— BEGIN Raw records —

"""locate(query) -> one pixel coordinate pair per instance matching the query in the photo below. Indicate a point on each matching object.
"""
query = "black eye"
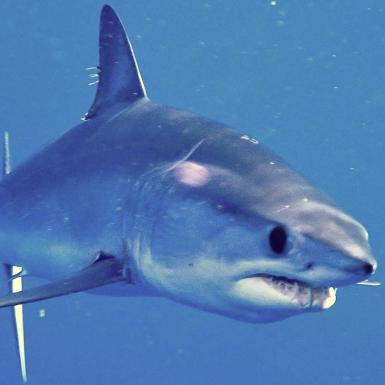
(278, 239)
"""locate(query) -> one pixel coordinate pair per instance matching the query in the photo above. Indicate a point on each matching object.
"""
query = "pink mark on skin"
(192, 174)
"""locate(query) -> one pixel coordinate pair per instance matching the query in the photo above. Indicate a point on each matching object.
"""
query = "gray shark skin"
(195, 211)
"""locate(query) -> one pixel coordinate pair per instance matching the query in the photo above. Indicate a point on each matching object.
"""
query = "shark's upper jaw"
(297, 292)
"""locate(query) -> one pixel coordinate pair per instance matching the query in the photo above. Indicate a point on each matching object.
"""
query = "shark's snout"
(362, 268)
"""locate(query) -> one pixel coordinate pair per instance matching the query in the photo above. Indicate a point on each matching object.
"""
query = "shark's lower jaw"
(299, 293)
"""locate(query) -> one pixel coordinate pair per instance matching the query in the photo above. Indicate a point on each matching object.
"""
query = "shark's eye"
(278, 239)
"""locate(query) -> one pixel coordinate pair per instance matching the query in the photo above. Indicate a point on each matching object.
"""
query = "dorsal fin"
(119, 76)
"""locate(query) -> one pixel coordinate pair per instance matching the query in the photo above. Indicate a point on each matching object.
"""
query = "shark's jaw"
(298, 293)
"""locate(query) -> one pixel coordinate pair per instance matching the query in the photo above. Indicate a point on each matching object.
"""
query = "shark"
(141, 199)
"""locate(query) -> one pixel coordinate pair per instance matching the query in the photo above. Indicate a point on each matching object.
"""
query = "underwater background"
(305, 77)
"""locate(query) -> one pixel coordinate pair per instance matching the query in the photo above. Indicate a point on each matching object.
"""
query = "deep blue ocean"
(307, 78)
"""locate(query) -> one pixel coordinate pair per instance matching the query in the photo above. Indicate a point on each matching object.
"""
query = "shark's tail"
(13, 276)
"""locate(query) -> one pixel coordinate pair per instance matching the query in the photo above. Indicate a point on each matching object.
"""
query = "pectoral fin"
(102, 272)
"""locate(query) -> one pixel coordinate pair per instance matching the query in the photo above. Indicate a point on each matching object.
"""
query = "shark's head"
(250, 238)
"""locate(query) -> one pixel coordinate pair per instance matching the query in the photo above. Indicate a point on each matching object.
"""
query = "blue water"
(306, 77)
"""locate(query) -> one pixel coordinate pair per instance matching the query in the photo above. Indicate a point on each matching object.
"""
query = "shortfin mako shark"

— END Raw records —

What is needed.
Quote each line of the listing exactly, but leave the pictures out.

Solved exercise.
"""locate(query) -> one pixel coordinate pair per instance matching the query in the photo below. Indicate a point on each matching object.
"""
query = "black eye"
(278, 239)
"""locate(query) -> one pixel coordinate pair per instance matching the query in the photo above. Indicate a point on each matching object.
"""
query = "pink mark on skin"
(192, 174)
"""locate(query) -> one pixel coordinate pair per instance matching the query in the photo above. Indicate a point on each matching object.
"""
query = "gray shark skin"
(195, 211)
"""locate(query) -> one pixel coordinate pair per instance matching the query in the photo above. Indicate a point on each matching object.
"""
query = "shark's upper jaw"
(297, 292)
"""locate(query) -> one pixel coordinate pair per instance matching the query in the photo above. Indicate a point on each matching object.
"""
query = "shark's snout"
(362, 268)
"""locate(query) -> one pixel coordinate pair per instance matching the query in the photo above. Indicate a point on each matching object.
"""
query = "shark's lower jaw"
(299, 293)
"""locate(query) -> one pixel coordinate pair per instance matching the query in the photo above. Indicate a point on each matching object.
"""
query = "shark's eye"
(278, 239)
"""locate(query) -> one pixel coordinate pair per instance matching the query in the photo above. Indicate a point on each matching object.
"""
query = "dorsal fin"
(119, 76)
"""locate(query) -> one pixel coordinate pair per instance matching the query in the photo above. Indicate a point on each matching object.
"""
query = "shark's jaw"
(298, 293)
"""locate(query) -> one pixel coordinate pair per instance matching the query in the photo above. Indicate a point on each matching object.
"""
query = "shark"
(141, 199)
"""locate(query) -> one pixel coordinate pair per instance matching the query in the photo above. Indicate a point on each matching object.
"""
query = "underwater background"
(305, 77)
"""locate(query) -> one pixel coordinate pair per instance matching the query in the photo above. Indicate a point on each matching object.
"""
query = "deep blue ocean"
(307, 78)
"""locate(query) -> one pixel coordinate pair per instance matching the query in the photo above. Indicate a point on each matching object.
"""
query = "shark's tail"
(13, 276)
"""locate(query) -> one pixel coordinate pair per instance matching the query in the photo above. Indicate a point on each matching object.
"""
query = "pectoral fin"
(102, 272)
"""locate(query) -> one pixel coordinate pair per instance matching the query in the photo above. Indicate a point on each matching object.
"""
query = "shark's head"
(250, 238)
"""locate(query) -> one pixel coordinate pair per instance matching the query in the photo above. Indicate a point on each matching object.
"""
query = "blue water"
(306, 77)
"""locate(query) -> one pixel coordinate pair per instance matching the query in the photo above. Indicate a point on each matching object.
"""
query = "shortfin mako shark"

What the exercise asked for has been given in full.